Available data:

· · · · · · ·

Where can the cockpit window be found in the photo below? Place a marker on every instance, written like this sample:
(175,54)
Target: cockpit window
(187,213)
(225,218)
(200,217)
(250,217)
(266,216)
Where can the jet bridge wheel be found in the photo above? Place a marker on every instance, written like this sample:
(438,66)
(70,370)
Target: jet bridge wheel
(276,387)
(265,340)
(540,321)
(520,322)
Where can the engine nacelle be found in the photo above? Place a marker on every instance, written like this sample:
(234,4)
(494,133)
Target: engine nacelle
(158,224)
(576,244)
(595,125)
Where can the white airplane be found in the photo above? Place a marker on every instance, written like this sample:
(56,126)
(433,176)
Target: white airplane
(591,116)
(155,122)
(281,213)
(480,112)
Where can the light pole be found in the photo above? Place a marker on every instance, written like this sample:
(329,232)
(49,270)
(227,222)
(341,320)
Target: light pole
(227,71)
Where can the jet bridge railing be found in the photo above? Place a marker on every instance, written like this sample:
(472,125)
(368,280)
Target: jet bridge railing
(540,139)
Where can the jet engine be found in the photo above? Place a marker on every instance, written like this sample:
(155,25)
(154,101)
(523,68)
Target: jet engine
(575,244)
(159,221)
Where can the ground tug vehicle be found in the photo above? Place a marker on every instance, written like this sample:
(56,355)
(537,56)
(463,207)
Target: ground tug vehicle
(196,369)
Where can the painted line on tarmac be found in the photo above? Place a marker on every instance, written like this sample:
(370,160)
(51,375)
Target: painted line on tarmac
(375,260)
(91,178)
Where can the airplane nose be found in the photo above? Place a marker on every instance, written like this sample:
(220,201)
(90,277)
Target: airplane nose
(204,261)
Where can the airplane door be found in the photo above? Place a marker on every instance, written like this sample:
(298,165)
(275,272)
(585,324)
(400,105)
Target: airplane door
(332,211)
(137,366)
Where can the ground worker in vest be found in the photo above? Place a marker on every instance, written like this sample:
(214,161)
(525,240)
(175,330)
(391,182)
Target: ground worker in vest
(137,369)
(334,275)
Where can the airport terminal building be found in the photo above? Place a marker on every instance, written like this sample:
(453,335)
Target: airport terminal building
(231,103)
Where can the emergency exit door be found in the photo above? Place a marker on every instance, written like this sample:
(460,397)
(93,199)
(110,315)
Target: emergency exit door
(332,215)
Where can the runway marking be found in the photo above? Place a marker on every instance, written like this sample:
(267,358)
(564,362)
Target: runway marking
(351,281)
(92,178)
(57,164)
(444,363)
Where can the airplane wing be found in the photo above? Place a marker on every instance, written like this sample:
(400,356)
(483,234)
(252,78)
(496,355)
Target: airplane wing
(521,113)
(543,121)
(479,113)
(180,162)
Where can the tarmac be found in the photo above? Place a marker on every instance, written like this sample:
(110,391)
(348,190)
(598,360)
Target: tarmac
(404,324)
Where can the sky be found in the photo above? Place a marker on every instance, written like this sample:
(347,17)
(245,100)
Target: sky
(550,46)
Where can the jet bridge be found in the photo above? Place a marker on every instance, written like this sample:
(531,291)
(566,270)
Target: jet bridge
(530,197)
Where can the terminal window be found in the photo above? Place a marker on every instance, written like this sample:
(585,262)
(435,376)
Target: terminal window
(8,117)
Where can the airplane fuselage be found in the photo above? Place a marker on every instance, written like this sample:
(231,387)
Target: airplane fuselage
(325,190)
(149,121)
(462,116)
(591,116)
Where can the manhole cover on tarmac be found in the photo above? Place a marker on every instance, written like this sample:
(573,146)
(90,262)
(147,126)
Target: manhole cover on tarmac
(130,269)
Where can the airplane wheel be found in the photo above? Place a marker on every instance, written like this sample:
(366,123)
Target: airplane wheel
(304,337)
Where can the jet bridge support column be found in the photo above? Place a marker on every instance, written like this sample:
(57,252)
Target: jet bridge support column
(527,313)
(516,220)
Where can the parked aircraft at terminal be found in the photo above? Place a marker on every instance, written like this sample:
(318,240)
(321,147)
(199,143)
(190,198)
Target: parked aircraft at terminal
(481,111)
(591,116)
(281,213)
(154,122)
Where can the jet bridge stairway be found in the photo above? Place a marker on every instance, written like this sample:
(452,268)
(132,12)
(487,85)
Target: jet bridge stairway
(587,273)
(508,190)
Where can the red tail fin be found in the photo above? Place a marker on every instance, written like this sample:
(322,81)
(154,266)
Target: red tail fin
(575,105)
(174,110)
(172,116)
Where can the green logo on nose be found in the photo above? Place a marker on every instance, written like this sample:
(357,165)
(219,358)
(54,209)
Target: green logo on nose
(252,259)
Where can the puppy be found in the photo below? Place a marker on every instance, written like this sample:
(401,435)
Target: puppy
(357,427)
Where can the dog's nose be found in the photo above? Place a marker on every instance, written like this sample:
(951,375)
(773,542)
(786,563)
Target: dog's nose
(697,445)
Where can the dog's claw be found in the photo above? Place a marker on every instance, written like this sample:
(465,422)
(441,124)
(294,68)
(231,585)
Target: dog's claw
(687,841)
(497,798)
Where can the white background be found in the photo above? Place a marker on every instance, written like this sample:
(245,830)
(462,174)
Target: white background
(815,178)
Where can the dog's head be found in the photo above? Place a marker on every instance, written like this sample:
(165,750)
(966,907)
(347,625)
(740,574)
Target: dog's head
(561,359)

· · · · · · ·

Aim: Type out the entries again, word for word.

Response to this task:
Where can the cockpit window be found in the photo below? Place a marker on every instance, written like this sample:
(175,54)
Target: cockpit window
(187,213)
(225,218)
(200,217)
(250,217)
(266,216)
Where can the jet bridge wheel be found in the photo above? Place a marker on every instance, written like this sample:
(438,66)
(70,370)
Target: jet bridge wheel
(276,387)
(265,340)
(540,321)
(520,322)
Where can the engine nacelle be found in the photo above? Place a marker on every instance, written like this sample:
(234,4)
(494,133)
Target: engine nacelle
(158,224)
(576,244)
(595,125)
Where can the white airplane be found in the photo above? Place a marker on every instance, written like this sample:
(56,126)
(433,176)
Target: white airplane
(591,116)
(155,122)
(281,213)
(480,112)
Where can the light pole be found in the photo above? Place a marker on every instance, written like this sample:
(329,232)
(49,270)
(227,222)
(341,320)
Target: light pole
(227,71)
Where can the jet bridge railing be found in the photo above? Place a marker on every instance, written like this sample:
(472,125)
(368,280)
Target: jet bridge railing
(540,139)
Where can the jet engine be found in the photo above? Place a marker on every instance, written like this sample:
(155,25)
(154,101)
(523,68)
Target: jet engine
(575,244)
(159,221)
Where can the ground tug vehicle be found in the photo above? Place a marker on every instance, written like this sample:
(56,355)
(537,56)
(463,207)
Target: ground tug vehicle
(196,369)
Where can the painted line on tarmac be found in the photo above? Place a marker on every instance, written like this sample:
(370,160)
(51,375)
Target: painted line on tarmac
(375,260)
(91,178)
Where can the airplane nose be found in the photo above? Place a marker on every instance, written like this sample:
(220,201)
(90,277)
Target: airplane nose
(204,261)
Where can the airplane door be found in the photo above? Place a marker on every instance, written like this sample:
(298,165)
(275,272)
(585,324)
(400,105)
Target: airplane door
(332,211)
(137,366)
Where can the ground worker in vest be found in the photo above? Place a marker on every instance, written like this sample:
(214,161)
(525,240)
(175,330)
(391,182)
Target: ground worker in vest
(137,369)
(334,275)
Where can the airport terminal building be found in the photo above? Place a marker on every instance, written like this sample:
(453,335)
Target: airport terminal building
(231,103)
Where can the emergency exit door be found in the photo above? Place a marker on every instance, written like this sample:
(460,397)
(93,199)
(110,315)
Target: emergency exit door
(332,215)
Where can the runway marking be found in the photo above? Place a marker on every instance, written like this sample:
(267,358)
(564,362)
Target: runway marking
(351,281)
(92,178)
(57,164)
(444,363)
Where can the airplane wing be found in the photo above? Place a marker on every instance, written like this sample:
(400,356)
(483,234)
(252,78)
(496,355)
Target: airplane wing
(521,113)
(543,121)
(479,113)
(180,162)
Where can the tarmac be found in the photo above? Place a marker on every instance, written like this sample:
(110,391)
(348,190)
(598,360)
Target: tarmac
(404,324)
Where can the sky be found in the photo above? Place a marker on every instance, written like this sample:
(347,17)
(245,100)
Target: sky
(550,46)
Where can the jet bridge be found in the photo above? Place a marker on every instance, written like this sample:
(531,291)
(566,270)
Target: jet bridge
(530,197)
Where can the terminal window be found in the photo above? Place a marker on every instance, written like this sample:
(585,262)
(435,376)
Target: terminal window
(8,117)
Where can the airplane fuselage be found in the photo above? Place a marker on every instance, written like this sample:
(231,387)
Target: airplane fuselage
(325,190)
(149,121)
(462,116)
(591,116)
Where can the manhole cover on tarmac be found in the photo above? Place a marker on every instance, written like this sample:
(573,146)
(90,262)
(147,126)
Target: manhole cover on tarmac
(130,269)
Where can the airplane wheel be found in the photo above? Place a marker on every instance, written like this sample:
(366,123)
Target: airplane wheel
(304,337)
Where can the jet bridge support column be found in the photo above? Place a marker on every instance, written like this sample:
(57,252)
Target: jet bridge support column
(527,313)
(516,220)
Where can the parked aircraft at terminal be found in the photo above? Place a marker on every instance, written like this sample:
(318,240)
(321,147)
(199,143)
(190,198)
Target: parked aircraft at terminal
(481,111)
(591,116)
(281,213)
(154,122)
Where can the jet bridge stairway be found in the photo above? Place a marker on every instance, written like this sample:
(452,268)
(132,12)
(487,85)
Target: jet bridge stairway
(587,273)
(508,190)
Where can the red tail fin be found in the photo above? Place a marker on every instance, written like this sample:
(322,81)
(154,266)
Target: red tail fin
(575,105)
(174,110)
(172,116)
Where can the green logo on nose be found in the photo above? Place a marker on every instance, written like this sample:
(357,165)
(219,358)
(54,209)
Target: green logo on nose
(252,259)
Where can the puppy be found in the photo below? Place a marker on every instance, written like this sample:
(401,435)
Target: puppy
(357,427)
Where can the dog's nose be found in the photo above? Place a marker on every instance, written like this sample:
(951,375)
(773,542)
(786,563)
Target: dog's nose
(697,445)
Where can the dog's claw be found in the photo above? Place a marker on every instance, written like this sample:
(465,422)
(441,124)
(294,68)
(231,585)
Target: dog's claw
(687,841)
(497,798)
Where can the white background be found in the photo above? Place a marker on every instance, written like this sample:
(245,830)
(462,174)
Target: white background
(815,178)
Where can the dog's head be found in the photo above? Place a marker on every instance, written like this sample:
(165,750)
(966,907)
(347,625)
(740,574)
Target: dog's head
(561,359)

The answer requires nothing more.